**PROBLEMS TO SOLVE**
1 – Which design software does the Style Arcade case study list for the project?
2 – Carry on the Style Arcade case study from the point where its text ends.

**SOURCE EXCERPT**
Style Arcade

Working as the sole designer for a small Sydney Startup, creating their marketing website and 2 Saas products: Analytics and Range Planner

Desktop

Introduction

The existing site was in much need of a refresh, it consisted of lots of pages, all of a different style and not consistent. It was difficult to find content and pages were also very busy and difficult to digest the information. Most of them were also hard coded. We approached this refresh firstly with the goal of conversion optimisation as well as keeping the pages consistent and modular so that it was easy to use the same components in multiple ways.


Software: Figma

Inhouse: Style Arcade (Sydney AUS)

Date: Sep 2019 - April 2020

Duration: 8 Months

UXUI: 60% UI, 40% UX

Responsive Design: Desktop web (Saas), Desktop + mobile web (marketing site)

Work: Created a design system, designed pages from the new homepage design, competitor audits, component library

Description: Client favoured fast deliveries and results. Main objective was optimisation, without a budget for looking at the funnel or much in the way of analytics, the focus was on designing the UI to best practices. Accessibility was not a big consideration, more emphasis is on showing the brand (the colour orange)

**RECORD SET**
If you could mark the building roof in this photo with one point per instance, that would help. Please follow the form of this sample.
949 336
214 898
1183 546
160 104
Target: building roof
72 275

**ANSWERS PER TASK**
1 – Figma

2 –
Day to day: Worked to a rather open brief, developing modules, focusing on structure, client presentation, collaborating with digital designer

Team: Lead designer (UI), producer, Digital Designer, UX Designer (focused on navigation and project kickoffs)

What was created: Products page template, solutions page template, desktop and mobile, design system, dev handover annotations, basic usage information

Timeline: 2 weeks of competitor research, 1 month for design system to take shape, a few weeks to create the templates

Product template snippet


The Design

We designed a template for products and one for solutions, both are modular and in a light and dark colour scheme. All modules designed to be able to mix and match and build upon each other, also reducing development time in the different variations.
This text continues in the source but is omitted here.